Items stored in a collection —

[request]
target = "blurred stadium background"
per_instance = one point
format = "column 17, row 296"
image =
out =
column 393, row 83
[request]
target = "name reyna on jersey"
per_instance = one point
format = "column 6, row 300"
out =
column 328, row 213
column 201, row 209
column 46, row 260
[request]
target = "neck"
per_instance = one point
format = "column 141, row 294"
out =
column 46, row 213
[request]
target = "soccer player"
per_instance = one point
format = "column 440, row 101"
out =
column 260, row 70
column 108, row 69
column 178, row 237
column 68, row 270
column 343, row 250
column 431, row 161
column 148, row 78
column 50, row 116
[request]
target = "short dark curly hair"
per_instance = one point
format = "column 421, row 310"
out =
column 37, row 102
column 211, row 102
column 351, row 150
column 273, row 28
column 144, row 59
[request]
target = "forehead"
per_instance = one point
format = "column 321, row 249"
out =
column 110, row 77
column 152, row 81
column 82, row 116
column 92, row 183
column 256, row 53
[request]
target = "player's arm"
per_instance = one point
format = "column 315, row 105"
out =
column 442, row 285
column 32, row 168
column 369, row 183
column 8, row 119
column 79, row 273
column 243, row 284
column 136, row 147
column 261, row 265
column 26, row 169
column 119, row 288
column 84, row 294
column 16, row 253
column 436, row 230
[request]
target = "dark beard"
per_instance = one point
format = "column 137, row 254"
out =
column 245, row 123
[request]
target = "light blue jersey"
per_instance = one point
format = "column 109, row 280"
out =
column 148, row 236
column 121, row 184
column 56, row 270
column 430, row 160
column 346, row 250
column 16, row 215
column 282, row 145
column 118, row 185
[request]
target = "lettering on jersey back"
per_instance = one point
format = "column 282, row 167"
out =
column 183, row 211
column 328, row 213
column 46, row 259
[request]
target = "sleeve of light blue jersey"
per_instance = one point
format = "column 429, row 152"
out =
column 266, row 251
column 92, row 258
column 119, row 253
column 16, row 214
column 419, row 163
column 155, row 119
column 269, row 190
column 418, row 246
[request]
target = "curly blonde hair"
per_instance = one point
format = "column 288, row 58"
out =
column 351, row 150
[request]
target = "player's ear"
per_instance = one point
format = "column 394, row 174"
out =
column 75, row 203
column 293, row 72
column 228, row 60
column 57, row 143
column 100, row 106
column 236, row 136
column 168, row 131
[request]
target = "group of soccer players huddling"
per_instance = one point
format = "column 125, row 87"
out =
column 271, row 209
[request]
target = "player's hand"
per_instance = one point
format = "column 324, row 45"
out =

Your goal —
Swap every "light blue jersey" in the items above for "sky blue jersey", and write all the items out again with nothing else changed.

Answer to the task —
[request]
target = "blurred stadium background"
per_instance = one point
format = "column 17, row 296"
image =
out =
column 393, row 83
[request]
target = "name reyna on jersey"
per_instance = one point
format = "column 6, row 300"
out =
column 328, row 213
column 201, row 209
column 46, row 260
[request]
target = "neck"
per_instance = one point
format = "column 141, row 294"
out =
column 46, row 213
[request]
target = "soccer player"
per_instance = one point
format = "column 440, row 101"
out =
column 260, row 70
column 108, row 69
column 178, row 237
column 68, row 270
column 343, row 250
column 431, row 161
column 148, row 78
column 50, row 116
[request]
target = "short dark curly hair"
per_instance = one point
format = "column 421, row 310"
out =
column 37, row 102
column 211, row 102
column 351, row 150
column 273, row 28
column 144, row 59
[request]
target = "forehead"
per_instance = one point
format = "column 321, row 249"
out =
column 110, row 77
column 152, row 81
column 82, row 116
column 92, row 183
column 256, row 53
[request]
target = "player's arm"
per_instance = one point
format = "column 315, row 105"
out =
column 442, row 285
column 32, row 168
column 369, row 183
column 8, row 119
column 79, row 273
column 243, row 284
column 136, row 147
column 261, row 265
column 26, row 169
column 119, row 288
column 84, row 294
column 16, row 253
column 436, row 230
[request]
target = "dark beard"
per_instance = one point
format = "column 137, row 254"
out =
column 245, row 123
[request]
target = "sky blue jersey"
per_instance = one point
format = "column 109, row 280"
out =
column 148, row 236
column 121, row 184
column 56, row 270
column 430, row 160
column 346, row 250
column 16, row 215
column 282, row 145
column 118, row 185
[request]
target = "lettering on jersey back"
per_instance = one point
format = "column 282, row 167"
out =
column 183, row 211
column 328, row 213
column 46, row 259
[request]
target = "sleeve of sky blue jersey"
per_instance = one point
format = "column 429, row 152"
out =
column 266, row 251
column 92, row 258
column 119, row 253
column 16, row 214
column 419, row 163
column 155, row 119
column 269, row 190
column 418, row 246
[request]
target = "curly blonde hair"
per_instance = one point
format = "column 288, row 58"
out =
column 351, row 150
[request]
target = "player's ear"
per_instance = one point
format = "column 394, row 174"
out =
column 75, row 203
column 293, row 72
column 228, row 60
column 57, row 143
column 100, row 106
column 236, row 136
column 168, row 131
[request]
target = "group of soccer players huddling"
per_instance = one point
format = "column 125, row 87"
out =
column 271, row 209
[request]
target = "player's hand"
per_instance = one point
format = "column 324, row 45"
out =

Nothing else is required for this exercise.